■ WHAT THE TASK ASKS
Write only how many lines of the listing below include the string "find".

:: DATA RECORDS

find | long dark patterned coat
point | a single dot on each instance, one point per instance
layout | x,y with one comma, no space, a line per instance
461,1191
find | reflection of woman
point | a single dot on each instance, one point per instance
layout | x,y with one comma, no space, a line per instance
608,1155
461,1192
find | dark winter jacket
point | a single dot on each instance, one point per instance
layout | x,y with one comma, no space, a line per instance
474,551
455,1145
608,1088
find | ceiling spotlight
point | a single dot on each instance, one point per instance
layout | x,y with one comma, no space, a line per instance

::::
:: DATA RECORDS

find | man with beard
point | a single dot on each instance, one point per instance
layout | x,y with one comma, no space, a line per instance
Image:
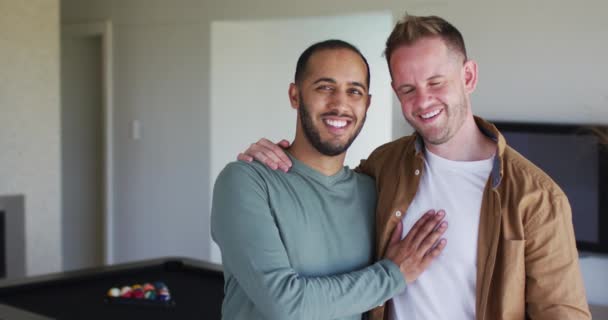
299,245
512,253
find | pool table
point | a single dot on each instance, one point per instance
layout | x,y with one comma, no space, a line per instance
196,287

::::

■ REPLY TO THE EXERCISE
6